┌──
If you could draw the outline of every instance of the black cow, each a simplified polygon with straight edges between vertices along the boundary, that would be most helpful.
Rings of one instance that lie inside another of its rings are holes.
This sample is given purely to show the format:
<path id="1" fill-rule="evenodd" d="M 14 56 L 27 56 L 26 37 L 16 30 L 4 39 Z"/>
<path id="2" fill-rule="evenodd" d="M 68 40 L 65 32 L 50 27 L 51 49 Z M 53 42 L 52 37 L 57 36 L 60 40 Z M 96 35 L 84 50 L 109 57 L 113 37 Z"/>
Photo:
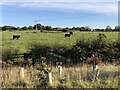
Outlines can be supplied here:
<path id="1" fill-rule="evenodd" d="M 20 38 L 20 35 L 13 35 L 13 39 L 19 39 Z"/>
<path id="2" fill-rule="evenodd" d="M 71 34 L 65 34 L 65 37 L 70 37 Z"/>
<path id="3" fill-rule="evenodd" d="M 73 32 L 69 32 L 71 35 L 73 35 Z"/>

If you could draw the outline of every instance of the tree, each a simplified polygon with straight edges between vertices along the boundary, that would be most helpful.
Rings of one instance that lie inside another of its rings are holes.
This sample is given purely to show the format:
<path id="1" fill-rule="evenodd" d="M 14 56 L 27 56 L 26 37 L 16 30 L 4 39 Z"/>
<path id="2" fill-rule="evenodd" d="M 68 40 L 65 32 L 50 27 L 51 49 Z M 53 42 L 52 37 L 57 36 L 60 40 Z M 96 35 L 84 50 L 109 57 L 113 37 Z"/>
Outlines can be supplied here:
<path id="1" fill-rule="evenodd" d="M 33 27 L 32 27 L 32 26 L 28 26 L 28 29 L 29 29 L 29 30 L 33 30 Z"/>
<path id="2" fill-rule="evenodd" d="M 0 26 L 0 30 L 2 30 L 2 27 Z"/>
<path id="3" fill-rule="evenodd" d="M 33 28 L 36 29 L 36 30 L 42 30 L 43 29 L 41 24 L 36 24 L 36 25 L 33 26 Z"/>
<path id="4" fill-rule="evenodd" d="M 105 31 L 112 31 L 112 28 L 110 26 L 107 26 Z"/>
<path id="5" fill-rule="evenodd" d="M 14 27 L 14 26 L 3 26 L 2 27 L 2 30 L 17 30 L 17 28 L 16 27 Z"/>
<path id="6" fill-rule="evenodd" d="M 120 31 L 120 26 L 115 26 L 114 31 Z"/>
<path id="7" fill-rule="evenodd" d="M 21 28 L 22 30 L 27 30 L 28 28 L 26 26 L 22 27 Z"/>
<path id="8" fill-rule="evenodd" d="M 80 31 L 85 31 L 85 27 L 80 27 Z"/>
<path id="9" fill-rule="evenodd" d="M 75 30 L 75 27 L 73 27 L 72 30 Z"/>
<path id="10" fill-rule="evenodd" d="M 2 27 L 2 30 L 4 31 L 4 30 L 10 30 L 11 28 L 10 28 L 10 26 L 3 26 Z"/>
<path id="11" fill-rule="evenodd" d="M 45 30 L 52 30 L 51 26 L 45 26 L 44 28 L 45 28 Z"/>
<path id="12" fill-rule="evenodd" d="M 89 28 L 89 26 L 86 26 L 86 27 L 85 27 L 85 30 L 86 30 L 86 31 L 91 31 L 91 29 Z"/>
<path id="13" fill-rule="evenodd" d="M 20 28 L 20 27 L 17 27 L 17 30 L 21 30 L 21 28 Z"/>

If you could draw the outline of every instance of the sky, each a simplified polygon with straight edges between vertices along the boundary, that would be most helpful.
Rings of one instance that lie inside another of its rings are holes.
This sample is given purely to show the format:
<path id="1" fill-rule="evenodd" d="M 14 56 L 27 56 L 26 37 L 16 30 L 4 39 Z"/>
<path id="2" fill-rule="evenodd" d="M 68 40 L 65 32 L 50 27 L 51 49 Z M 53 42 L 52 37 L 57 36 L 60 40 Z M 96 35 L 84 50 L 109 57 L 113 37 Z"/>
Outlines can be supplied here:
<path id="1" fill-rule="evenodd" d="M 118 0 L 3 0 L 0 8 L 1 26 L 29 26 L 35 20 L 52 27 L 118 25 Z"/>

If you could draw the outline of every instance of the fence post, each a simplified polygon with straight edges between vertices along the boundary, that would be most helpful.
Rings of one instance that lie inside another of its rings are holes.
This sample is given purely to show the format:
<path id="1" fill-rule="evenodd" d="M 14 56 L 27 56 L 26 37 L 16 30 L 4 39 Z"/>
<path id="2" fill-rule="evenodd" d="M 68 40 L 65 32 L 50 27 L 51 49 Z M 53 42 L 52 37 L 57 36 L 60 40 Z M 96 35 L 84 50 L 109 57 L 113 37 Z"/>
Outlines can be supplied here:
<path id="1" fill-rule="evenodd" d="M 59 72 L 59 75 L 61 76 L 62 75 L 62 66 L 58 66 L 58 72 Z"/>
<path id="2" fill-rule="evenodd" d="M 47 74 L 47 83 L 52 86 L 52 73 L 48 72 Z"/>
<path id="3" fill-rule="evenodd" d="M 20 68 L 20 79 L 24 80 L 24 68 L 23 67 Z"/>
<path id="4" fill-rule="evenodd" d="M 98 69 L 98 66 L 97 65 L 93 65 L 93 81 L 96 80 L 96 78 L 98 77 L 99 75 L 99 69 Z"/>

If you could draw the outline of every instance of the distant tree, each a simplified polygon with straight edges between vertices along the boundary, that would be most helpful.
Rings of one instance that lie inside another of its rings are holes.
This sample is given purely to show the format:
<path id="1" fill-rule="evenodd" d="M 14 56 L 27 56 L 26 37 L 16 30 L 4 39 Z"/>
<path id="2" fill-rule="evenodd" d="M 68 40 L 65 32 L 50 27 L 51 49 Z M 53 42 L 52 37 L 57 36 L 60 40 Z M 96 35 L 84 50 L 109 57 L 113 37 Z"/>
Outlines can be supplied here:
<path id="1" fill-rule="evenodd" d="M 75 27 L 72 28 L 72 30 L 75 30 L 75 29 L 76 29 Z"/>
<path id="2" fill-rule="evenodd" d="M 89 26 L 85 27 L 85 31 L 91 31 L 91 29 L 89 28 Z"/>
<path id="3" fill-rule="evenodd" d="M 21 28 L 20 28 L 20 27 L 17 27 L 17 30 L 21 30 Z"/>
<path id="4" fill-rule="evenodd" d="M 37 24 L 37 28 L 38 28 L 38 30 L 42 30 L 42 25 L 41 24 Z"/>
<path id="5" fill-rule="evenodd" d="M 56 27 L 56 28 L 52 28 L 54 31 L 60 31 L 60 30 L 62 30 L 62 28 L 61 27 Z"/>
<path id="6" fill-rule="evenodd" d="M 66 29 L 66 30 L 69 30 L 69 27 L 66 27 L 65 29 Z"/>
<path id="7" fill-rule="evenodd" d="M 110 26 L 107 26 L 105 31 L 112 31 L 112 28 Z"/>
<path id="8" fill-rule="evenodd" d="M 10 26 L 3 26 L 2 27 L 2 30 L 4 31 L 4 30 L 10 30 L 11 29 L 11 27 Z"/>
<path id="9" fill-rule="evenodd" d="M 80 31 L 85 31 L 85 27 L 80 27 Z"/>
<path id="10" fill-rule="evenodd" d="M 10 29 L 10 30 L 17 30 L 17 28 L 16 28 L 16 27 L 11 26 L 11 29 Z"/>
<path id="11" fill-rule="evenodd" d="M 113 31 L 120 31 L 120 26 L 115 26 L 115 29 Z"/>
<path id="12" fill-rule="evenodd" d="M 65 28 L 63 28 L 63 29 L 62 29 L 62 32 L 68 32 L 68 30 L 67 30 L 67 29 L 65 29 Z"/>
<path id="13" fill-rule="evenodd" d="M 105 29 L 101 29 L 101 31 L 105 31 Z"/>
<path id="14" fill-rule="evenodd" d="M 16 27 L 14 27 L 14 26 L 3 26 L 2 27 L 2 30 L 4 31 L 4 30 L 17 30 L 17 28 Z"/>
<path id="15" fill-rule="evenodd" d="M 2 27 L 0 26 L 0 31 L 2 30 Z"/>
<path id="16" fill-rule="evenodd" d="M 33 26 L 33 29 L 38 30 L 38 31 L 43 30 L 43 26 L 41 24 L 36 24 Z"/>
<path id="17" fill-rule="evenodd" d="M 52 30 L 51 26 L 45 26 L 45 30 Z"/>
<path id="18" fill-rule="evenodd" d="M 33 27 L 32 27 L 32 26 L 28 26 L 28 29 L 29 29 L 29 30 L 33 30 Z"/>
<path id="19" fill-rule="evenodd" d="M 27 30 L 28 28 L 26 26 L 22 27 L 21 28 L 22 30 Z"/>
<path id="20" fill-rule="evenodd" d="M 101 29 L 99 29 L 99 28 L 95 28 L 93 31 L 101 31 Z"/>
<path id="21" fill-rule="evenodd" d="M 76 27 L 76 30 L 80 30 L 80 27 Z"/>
└──
[EXERCISE]
Among the lines of the data above, find those with the word "draw" and show them.

[TASK RESULT]
If you could draw the outline of every instance of the black cow, each a simplified polygon with straight edges between vertices along the boundary, that would be most helpful.
If you could draw the outline of every instance of the tree, each a simplified polygon with straight edges between vertices along the boundary, that would be most helpful.
If you could draw the outline of every instance of the sky, each a simplified polygon with straight edges between vertices along the boundary, that would be most helpful.
If you could draw the outline of every instance of the fence post, each a simplified polygon with straight edges between vertices along the boundary, that would be most helpful.
If you could draw the outline of every instance of the distant tree, each a simplified polygon with straight edges between vertices along the boundary, that would be most helpful.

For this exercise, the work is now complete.